═══ Source records

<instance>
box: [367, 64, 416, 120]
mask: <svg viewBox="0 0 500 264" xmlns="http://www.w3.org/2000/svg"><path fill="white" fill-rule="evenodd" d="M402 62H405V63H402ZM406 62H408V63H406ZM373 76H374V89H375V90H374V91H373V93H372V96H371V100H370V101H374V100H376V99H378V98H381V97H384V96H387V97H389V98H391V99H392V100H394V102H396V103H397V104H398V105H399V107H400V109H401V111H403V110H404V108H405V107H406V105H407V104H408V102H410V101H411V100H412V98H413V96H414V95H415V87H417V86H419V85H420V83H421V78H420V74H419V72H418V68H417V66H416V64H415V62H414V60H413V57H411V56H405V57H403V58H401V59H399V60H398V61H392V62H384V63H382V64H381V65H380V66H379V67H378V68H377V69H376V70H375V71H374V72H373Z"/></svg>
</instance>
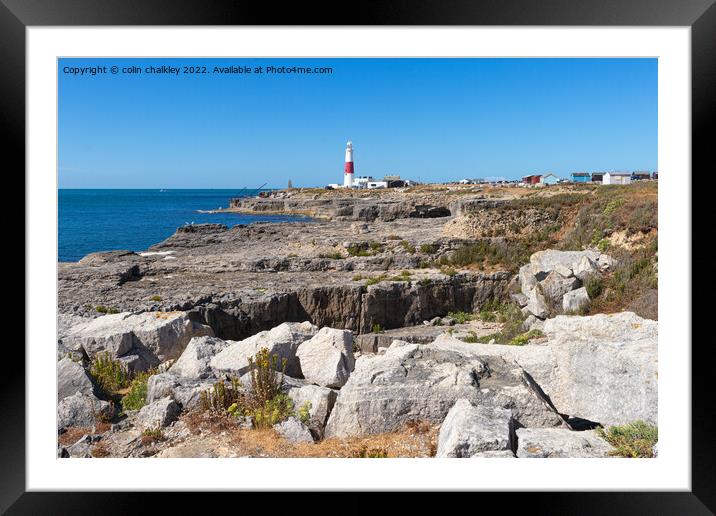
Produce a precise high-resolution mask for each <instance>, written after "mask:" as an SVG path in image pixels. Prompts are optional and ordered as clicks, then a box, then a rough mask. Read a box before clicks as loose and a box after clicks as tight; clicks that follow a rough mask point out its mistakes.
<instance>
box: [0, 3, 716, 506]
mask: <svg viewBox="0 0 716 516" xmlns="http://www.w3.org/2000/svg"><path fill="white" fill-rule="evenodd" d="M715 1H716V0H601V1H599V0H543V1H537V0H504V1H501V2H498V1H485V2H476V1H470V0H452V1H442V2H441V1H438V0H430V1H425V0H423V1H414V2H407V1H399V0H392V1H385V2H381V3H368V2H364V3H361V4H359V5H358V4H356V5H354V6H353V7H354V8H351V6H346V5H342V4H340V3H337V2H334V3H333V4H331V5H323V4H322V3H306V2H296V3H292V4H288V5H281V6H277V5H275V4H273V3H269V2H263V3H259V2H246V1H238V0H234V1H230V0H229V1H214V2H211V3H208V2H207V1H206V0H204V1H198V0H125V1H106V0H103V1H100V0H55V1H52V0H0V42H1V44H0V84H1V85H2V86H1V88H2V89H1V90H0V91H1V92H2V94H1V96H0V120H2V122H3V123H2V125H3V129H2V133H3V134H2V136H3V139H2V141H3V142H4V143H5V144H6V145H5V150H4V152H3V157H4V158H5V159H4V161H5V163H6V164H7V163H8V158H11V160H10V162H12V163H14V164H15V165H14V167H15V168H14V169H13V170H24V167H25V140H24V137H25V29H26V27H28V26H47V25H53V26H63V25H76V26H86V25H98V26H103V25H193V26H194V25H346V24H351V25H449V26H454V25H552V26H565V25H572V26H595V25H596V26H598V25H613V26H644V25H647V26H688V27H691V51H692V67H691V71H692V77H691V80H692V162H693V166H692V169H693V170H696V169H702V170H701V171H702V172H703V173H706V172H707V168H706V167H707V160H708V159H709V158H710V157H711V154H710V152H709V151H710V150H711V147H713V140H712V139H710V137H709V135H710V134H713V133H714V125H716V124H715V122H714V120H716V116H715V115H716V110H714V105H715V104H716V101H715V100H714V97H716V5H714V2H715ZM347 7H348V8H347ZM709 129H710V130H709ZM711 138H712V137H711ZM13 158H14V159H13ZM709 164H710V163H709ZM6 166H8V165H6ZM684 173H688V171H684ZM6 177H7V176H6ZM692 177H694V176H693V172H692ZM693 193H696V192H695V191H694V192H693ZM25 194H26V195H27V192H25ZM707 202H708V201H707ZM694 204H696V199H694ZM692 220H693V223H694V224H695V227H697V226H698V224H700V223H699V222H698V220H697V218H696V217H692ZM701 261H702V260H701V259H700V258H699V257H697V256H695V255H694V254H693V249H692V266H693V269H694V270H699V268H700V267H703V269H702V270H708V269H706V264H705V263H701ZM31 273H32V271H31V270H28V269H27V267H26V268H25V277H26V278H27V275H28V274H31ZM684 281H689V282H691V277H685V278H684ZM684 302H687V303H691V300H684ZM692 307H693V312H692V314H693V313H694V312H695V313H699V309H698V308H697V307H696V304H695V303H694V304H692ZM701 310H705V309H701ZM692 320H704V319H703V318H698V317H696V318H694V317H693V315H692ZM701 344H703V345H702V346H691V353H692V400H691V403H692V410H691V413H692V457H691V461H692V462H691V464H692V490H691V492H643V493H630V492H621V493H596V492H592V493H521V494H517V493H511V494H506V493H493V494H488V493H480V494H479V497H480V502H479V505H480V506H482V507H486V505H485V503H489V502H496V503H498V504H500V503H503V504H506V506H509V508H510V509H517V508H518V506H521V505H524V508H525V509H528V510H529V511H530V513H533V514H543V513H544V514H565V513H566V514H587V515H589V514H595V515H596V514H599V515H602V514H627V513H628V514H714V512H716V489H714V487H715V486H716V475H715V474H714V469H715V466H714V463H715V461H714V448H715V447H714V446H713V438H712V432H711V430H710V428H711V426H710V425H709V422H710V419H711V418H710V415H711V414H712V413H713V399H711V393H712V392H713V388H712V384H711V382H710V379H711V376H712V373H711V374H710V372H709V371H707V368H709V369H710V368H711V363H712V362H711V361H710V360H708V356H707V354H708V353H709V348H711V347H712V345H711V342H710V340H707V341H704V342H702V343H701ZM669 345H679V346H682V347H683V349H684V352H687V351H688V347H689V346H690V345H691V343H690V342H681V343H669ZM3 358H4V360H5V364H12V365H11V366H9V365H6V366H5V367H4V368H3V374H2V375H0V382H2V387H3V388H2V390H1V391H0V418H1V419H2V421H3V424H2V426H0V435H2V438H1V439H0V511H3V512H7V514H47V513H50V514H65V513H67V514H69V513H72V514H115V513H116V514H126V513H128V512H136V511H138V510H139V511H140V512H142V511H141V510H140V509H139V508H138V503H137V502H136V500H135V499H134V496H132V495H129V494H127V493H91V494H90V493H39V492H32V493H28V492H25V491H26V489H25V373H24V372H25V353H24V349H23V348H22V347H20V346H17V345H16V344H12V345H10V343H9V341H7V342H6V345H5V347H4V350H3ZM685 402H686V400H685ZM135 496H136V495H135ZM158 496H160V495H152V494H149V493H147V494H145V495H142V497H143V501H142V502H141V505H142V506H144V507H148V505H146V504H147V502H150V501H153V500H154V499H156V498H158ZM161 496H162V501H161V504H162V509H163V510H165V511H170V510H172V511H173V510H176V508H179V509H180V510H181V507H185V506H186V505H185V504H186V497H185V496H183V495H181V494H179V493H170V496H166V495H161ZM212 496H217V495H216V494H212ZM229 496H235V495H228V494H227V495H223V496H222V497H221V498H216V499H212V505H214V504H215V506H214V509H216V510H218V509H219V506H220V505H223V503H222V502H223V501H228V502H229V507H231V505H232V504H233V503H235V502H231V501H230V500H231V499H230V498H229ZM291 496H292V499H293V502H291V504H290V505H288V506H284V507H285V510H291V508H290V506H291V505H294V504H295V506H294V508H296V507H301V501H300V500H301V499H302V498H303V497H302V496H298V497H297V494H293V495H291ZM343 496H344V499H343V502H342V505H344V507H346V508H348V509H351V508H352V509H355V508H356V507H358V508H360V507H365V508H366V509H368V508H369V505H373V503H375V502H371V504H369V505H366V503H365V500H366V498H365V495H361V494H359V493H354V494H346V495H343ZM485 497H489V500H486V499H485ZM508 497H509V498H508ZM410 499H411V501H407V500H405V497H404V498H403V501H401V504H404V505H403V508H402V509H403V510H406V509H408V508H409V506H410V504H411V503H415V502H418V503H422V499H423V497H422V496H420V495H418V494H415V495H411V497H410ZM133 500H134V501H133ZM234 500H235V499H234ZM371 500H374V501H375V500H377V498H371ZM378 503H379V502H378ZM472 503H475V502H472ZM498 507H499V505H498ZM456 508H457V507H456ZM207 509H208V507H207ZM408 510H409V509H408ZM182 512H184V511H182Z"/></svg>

══════

| What you will do |
Number every line of the records above as a list, skipping any blank lines. Leave the pictures out of your answer.

| Your response |
1. <instance>
2. box: [367, 64, 416, 120]
3. mask: <svg viewBox="0 0 500 264" xmlns="http://www.w3.org/2000/svg"><path fill="white" fill-rule="evenodd" d="M402 62H405V63H402ZM406 62H408V63H406ZM373 76H374V89H375V90H374V91H373V93H372V96H371V100H370V101H374V100H376V99H378V98H381V97H384V96H387V97H389V98H391V99H392V100H394V102H396V103H397V104H398V105H399V107H400V109H401V111H403V110H404V108H405V107H406V105H407V104H408V102H410V101H411V100H412V98H413V96H414V95H415V87H417V86H419V85H420V83H421V78H420V74H419V72H418V68H417V66H416V64H415V62H414V60H413V57H411V56H405V57H403V58H401V59H399V60H398V61H392V62H384V63H382V64H381V65H380V66H379V67H378V68H377V69H376V70H375V71H374V72H373Z"/></svg>
4. </instance>
5. Produce a precise high-resolution mask for each <instance>, written after "mask:" as an SVG path in image pixels. Prompts are optional and ordered as clicks, then a box, then a rough mask. Read a box before clicks as loose and a box after clicks as tight; clicks that follow a rough mask point out its mistakes.
6. <instance>
7. box: [0, 3, 716, 506]
8. mask: <svg viewBox="0 0 716 516" xmlns="http://www.w3.org/2000/svg"><path fill="white" fill-rule="evenodd" d="M715 1H716V0H601V1H599V0H543V1H537V0H504V1H501V2H498V1H485V2H476V1H470V0H452V1H442V2H441V1H438V0H430V1H425V0H423V1H414V2H407V1H399V0H392V1H385V2H381V3H368V2H364V3H361V4H359V5H358V4H356V5H354V6H353V7H354V8H351V6H346V5H342V4H340V3H337V2H334V3H333V4H331V5H323V4H322V3H306V2H296V3H292V4H288V5H281V6H277V5H275V4H273V3H269V2H263V3H259V2H246V1H238V0H234V1H230V0H229V1H214V2H211V3H208V2H207V1H206V0H204V1H198V0H125V1H106V0H103V1H100V0H55V1H52V0H0V42H1V44H0V84H1V85H2V86H1V88H2V89H1V90H0V91H1V92H2V94H1V96H0V120H2V122H3V123H2V125H3V129H2V133H3V134H2V136H3V139H2V141H3V142H4V143H5V144H6V145H5V150H4V152H3V157H4V158H5V159H4V161H5V163H6V164H7V163H8V158H11V160H10V162H12V163H14V164H15V165H14V167H15V168H14V169H13V170H24V167H25V140H24V137H25V29H26V27H28V26H47V25H53V26H63V25H76V26H86V25H98V26H103V25H193V26H194V25H346V24H351V25H449V26H454V25H552V26H565V25H572V26H595V25H596V26H598V25H613V26H644V25H647V26H688V27H691V51H692V67H691V71H692V77H691V80H692V162H693V166H692V169H693V170H696V169H702V170H701V171H702V172H703V173H706V172H707V168H706V167H707V160H708V159H709V158H710V157H711V154H710V152H709V151H710V150H711V147H713V140H712V139H710V137H709V135H710V134H713V133H714V125H716V124H715V122H714V120H716V116H715V115H716V110H714V105H715V104H716V101H715V100H714V97H716V5H714V2H715ZM347 7H348V8H347ZM709 129H710V130H709ZM711 138H712V137H711ZM13 158H14V159H13ZM709 164H710V163H709ZM6 166H8V165H6ZM684 173H688V171H684ZM6 177H7V176H6ZM692 177H694V176H693V172H692ZM693 193H696V192H695V191H694V192H693ZM25 194H26V195H27V192H25ZM707 202H708V201H707ZM694 204H696V199H694ZM692 220H693V223H694V224H695V227H697V226H698V224H700V223H699V222H698V220H697V218H696V217H692ZM701 261H702V260H701V259H700V258H699V257H697V256H695V255H694V254H693V249H692V266H693V269H694V270H699V268H700V267H703V269H702V270H708V269H706V264H705V263H701ZM31 273H32V271H31V270H28V269H27V267H26V268H25V277H26V278H27V275H28V274H31ZM684 281H689V282H691V277H685V278H684ZM684 302H687V303H691V300H684ZM692 307H693V312H692V314H693V313H694V312H695V313H699V309H698V308H697V307H696V304H695V303H694V304H692ZM701 310H705V309H701ZM692 320H704V319H703V318H698V317H696V318H694V317H693V315H692ZM701 344H703V345H702V346H691V353H692V400H691V403H692V410H691V413H692V457H691V461H692V462H691V464H692V490H691V492H643V493H630V492H621V493H596V492H592V493H521V494H517V493H511V494H506V493H493V494H488V493H480V494H479V497H480V502H479V505H480V506H482V507H486V505H485V503H489V502H496V503H498V504H500V503H503V504H506V506H509V508H510V509H517V508H518V506H521V505H524V508H525V509H528V510H529V511H530V513H533V514H543V513H544V514H565V513H566V514H587V515H589V514H595V515H596V514H599V515H602V514H627V513H628V514H714V512H716V489H714V487H715V486H716V475H715V474H714V469H715V466H714V463H715V461H714V448H715V447H714V446H713V438H712V432H711V430H710V428H711V426H710V425H709V422H710V419H711V418H710V415H711V414H712V413H713V399H711V393H712V392H713V388H712V384H711V382H710V379H711V376H712V373H711V374H710V372H709V371H707V368H709V369H710V368H711V363H712V362H711V361H710V360H708V356H707V354H708V353H709V348H711V347H712V345H711V342H710V340H707V341H704V342H702V343H701ZM669 345H679V346H682V347H683V349H684V352H687V351H688V347H689V346H690V345H691V343H690V342H681V343H669ZM3 358H4V360H5V364H12V365H11V366H9V365H6V366H5V367H4V368H3V374H2V375H0V382H2V387H3V388H2V390H1V391H0V418H1V419H2V421H3V424H2V426H0V435H2V438H1V439H0V511H3V512H7V514H47V513H50V514H65V513H67V514H69V513H72V514H115V513H116V514H126V513H128V512H136V511H138V510H139V511H140V512H142V511H141V510H140V509H139V508H138V503H137V502H136V500H135V499H134V496H132V495H129V494H127V493H91V494H90V493H39V492H32V493H28V492H25V491H26V489H25V373H24V372H25V353H24V349H23V348H22V347H20V346H17V345H16V344H12V345H10V343H9V341H7V342H6V345H5V347H4V350H3ZM685 402H686V400H685ZM135 496H136V495H135ZM158 496H160V495H152V494H149V493H147V494H145V495H142V497H143V501H142V502H141V505H142V506H144V507H148V505H146V504H147V502H150V501H153V500H154V499H156V498H158ZM161 496H162V501H161V504H162V509H163V510H165V511H170V510H172V511H173V510H176V508H179V509H180V510H181V507H185V506H186V505H185V504H186V497H185V496H183V495H181V494H179V493H170V496H166V495H161ZM212 496H217V495H216V494H212ZM229 496H235V495H228V494H227V495H223V496H222V497H221V498H216V499H212V505H214V504H215V506H214V509H216V510H218V509H219V506H220V505H223V503H222V502H223V501H228V502H229V507H231V505H232V504H233V503H235V502H231V501H230V500H231V499H230V498H229ZM291 496H292V499H293V502H291V504H290V505H288V506H284V507H285V510H291V508H290V506H291V505H294V504H295V506H294V508H296V507H301V501H300V500H301V499H302V498H303V497H302V496H298V497H297V494H293V495H291ZM343 496H344V499H343V502H342V505H344V507H346V508H348V509H351V508H352V509H355V508H356V507H358V508H360V507H365V508H366V509H368V508H369V505H373V503H375V502H371V504H369V505H366V503H365V500H366V498H365V495H361V494H359V493H354V494H346V495H343ZM485 497H489V500H486V499H485ZM508 497H509V498H508ZM410 499H411V501H407V500H405V497H404V498H403V501H401V504H404V505H403V508H402V509H403V510H406V509H408V508H409V506H410V504H411V503H415V502H418V503H422V499H423V497H422V496H420V495H418V494H415V495H411V497H410ZM133 500H134V501H133ZM234 500H235V499H234ZM371 500H374V501H375V500H377V498H371ZM378 503H379V502H378ZM472 503H475V502H472ZM498 507H499V505H498ZM456 508H457V507H456ZM207 509H208V507H207ZM408 510H409V509H408ZM182 512H184V511H182Z"/></svg>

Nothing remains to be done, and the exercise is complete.